■ SUPPLIED TEXT ■
────────────────────

Quote:
A video is being shared on social media that sees a presenter examining data from a US system that collects reports of adverse health events that follow the administration of a vaccine.
The video (here) features data collected by the US Vaccine Adverse Event Reporting System (VAERS), which is freely available to download (list of files here: here, an updated version of the dataset shown in the video can be downloaded here: here).
Anyone can report events to VAERS (vaers.hhs.gov/reportevent.html) and a disclaimer on the website of the Centers for Disease Control and Prevention (CDC) says: “The reports may contain information that is incomplete, inaccurate, coincidental, or unverifiable” (here). When downloading the data, users are presented with a further disclaimer that the data does not include information from investigations into reported cases. The disclaimer also says “the inclusion of events in VAERS data does not imply causality” (here).
The presenter says she is looking at adverse reactions and deaths in people who have received the COVID-19 vaccine (timestamp 0.10) and then filters this data to show people who are reported to have died. She says this now shows only people who have died within seven days of receiving a vaccine. This is incorrect, there is no limit on reporting deaths related to adverse effects following a vaccine (here). The data includes deaths reported more than seven days after receiving a vaccine ( see VAERS ID 916890). As she scrolls through this filtered list, the presenter says: “These people did not survive the vaccine”.
However, on its website, the CDC says the US Food and Drug Administration (FDA) requires vaccination providers to report any death after COVID-19 vaccination to VAERS.
“Reports of death to VAERS following vaccination do not necessarily mean the vaccine caused the death,” it says.
“CDC follows up on any report of death to request additional information and learn more about what occurred and to determine whether the death was a result of the vaccine or unrelated.”
“To date, VAERS has not detected patterns in cause of death that would indicate a safety problem with COVID-19 vaccines.”
The CDC estimates that about 1.3 million COVID-19 vaccine doses were administered to residents in long-term care facilities as of Jan. 18, 2021. Given this, the CDC expected to see a background mortality of 11,440 deaths (slide 36 here), which is multiple times higher than the number of VAERS reports in the dataset.

────────────────────

■ Extracted records ■

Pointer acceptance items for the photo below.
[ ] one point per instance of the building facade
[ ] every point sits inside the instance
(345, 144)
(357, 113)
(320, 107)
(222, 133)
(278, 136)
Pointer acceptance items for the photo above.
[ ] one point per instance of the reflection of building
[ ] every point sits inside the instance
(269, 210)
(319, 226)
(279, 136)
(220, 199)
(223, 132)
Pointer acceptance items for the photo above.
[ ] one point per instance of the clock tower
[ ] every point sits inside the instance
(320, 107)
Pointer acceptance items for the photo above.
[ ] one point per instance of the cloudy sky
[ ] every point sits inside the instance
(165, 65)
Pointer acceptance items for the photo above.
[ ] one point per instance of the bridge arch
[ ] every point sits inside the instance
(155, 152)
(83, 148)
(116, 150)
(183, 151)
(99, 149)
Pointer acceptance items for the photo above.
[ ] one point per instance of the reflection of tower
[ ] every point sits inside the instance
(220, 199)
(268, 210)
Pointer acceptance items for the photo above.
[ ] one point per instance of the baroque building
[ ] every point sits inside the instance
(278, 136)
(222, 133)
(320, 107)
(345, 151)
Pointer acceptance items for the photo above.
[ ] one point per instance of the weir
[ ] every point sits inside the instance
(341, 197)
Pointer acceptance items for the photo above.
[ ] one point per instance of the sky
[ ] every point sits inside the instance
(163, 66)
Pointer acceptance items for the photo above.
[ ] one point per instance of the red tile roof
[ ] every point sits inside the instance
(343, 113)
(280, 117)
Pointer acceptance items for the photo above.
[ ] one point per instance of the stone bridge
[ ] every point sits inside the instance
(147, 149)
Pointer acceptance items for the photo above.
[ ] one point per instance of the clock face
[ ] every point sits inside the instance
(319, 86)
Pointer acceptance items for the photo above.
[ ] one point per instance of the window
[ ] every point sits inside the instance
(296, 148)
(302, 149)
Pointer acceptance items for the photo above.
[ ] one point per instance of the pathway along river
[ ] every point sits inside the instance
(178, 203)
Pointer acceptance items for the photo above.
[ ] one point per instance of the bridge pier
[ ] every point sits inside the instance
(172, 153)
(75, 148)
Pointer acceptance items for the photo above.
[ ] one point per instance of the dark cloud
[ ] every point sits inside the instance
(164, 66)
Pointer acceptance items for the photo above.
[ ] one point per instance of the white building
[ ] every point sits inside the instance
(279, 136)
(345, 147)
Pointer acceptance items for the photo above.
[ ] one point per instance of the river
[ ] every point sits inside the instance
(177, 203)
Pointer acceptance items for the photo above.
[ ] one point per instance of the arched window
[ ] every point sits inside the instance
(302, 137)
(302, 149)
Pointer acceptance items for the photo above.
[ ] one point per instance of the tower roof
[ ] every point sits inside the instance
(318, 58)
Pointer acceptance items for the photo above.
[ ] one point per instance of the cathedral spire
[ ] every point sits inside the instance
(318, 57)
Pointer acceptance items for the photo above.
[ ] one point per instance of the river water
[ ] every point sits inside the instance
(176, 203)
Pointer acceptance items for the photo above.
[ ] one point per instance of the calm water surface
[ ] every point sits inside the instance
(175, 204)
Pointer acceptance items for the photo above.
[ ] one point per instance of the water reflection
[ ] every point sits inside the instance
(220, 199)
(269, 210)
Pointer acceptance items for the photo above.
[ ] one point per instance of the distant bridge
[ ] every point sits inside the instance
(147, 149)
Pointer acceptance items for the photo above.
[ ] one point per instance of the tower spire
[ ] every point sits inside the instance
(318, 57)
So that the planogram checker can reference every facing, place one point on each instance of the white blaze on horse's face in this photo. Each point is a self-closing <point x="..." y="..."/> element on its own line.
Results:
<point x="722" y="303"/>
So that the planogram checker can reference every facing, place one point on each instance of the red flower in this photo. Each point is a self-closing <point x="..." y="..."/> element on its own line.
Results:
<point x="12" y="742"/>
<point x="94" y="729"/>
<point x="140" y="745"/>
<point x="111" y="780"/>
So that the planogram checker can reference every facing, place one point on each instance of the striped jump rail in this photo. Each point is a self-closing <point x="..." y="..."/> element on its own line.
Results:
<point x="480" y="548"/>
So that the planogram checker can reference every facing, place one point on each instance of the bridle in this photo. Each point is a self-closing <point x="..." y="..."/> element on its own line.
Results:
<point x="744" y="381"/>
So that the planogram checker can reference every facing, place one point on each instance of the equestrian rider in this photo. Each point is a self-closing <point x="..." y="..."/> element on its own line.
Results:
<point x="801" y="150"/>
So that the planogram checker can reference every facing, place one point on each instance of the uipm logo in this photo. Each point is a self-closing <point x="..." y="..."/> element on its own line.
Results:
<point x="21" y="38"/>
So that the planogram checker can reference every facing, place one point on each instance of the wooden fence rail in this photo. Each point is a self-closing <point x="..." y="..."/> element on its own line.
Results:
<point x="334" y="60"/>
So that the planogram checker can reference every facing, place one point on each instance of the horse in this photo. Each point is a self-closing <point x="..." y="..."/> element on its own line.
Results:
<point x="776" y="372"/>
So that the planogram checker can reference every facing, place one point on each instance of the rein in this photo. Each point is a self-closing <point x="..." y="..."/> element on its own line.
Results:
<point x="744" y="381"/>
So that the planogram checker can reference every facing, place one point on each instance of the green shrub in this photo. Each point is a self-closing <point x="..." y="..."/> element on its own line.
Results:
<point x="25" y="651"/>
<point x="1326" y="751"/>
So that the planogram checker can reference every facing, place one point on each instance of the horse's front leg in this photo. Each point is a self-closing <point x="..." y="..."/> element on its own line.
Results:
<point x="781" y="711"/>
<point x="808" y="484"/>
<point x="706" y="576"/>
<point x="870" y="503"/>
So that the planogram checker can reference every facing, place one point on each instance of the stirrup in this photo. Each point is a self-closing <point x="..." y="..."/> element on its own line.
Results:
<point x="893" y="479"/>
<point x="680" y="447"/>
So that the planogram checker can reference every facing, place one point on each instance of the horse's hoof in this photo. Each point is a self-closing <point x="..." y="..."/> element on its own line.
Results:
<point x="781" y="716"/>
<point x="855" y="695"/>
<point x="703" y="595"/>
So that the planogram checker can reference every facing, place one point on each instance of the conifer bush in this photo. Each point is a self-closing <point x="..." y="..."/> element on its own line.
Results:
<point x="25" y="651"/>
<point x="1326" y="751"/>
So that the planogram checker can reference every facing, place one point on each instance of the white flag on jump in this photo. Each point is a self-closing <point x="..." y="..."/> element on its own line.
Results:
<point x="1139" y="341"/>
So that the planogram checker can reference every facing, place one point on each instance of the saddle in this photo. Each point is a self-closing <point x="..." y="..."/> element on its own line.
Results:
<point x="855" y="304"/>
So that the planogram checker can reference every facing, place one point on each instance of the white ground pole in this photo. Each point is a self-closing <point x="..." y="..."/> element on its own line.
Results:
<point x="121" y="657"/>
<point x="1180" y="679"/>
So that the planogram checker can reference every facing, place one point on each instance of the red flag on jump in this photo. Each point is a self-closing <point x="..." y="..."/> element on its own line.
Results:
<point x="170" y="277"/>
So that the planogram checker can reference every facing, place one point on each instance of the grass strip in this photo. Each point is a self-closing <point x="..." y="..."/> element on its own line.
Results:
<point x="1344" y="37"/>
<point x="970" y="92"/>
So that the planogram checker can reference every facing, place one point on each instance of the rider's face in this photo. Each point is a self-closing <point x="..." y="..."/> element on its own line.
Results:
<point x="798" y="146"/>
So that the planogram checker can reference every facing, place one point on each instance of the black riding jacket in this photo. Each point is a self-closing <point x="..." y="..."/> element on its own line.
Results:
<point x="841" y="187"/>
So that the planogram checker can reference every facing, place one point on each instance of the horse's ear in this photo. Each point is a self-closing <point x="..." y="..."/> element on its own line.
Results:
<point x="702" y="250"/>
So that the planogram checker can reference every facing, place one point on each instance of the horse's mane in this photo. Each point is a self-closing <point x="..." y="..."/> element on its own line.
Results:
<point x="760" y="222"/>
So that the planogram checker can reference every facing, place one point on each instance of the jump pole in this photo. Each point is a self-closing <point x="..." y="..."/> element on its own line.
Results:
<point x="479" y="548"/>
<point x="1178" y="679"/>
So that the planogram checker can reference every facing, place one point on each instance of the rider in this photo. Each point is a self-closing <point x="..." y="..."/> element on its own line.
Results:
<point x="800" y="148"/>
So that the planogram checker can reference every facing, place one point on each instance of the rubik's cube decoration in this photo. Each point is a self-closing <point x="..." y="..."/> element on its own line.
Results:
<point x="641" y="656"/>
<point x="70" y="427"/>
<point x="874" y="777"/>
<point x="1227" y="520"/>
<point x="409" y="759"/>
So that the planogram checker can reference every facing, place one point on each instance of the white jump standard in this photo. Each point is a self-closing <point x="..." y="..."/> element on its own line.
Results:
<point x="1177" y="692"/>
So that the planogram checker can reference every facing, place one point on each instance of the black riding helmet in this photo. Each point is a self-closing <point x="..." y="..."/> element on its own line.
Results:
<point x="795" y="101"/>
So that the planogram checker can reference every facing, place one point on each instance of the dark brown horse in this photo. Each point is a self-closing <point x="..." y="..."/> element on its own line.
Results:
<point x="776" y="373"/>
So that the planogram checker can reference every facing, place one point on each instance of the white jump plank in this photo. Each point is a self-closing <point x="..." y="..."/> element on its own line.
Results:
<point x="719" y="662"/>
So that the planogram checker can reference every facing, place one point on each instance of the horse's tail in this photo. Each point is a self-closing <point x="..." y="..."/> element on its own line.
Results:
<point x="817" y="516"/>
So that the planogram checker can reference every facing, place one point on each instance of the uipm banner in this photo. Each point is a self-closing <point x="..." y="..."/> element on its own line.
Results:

────────────────────

■ EXERCISE PROMPT ■
In the text on VAERS data, what does the FDA require vaccination providers to report to VAERS? The records are not required for this exercise.

■ COMPLETED EXERCISE ■
Any death after COVID-19 vaccination.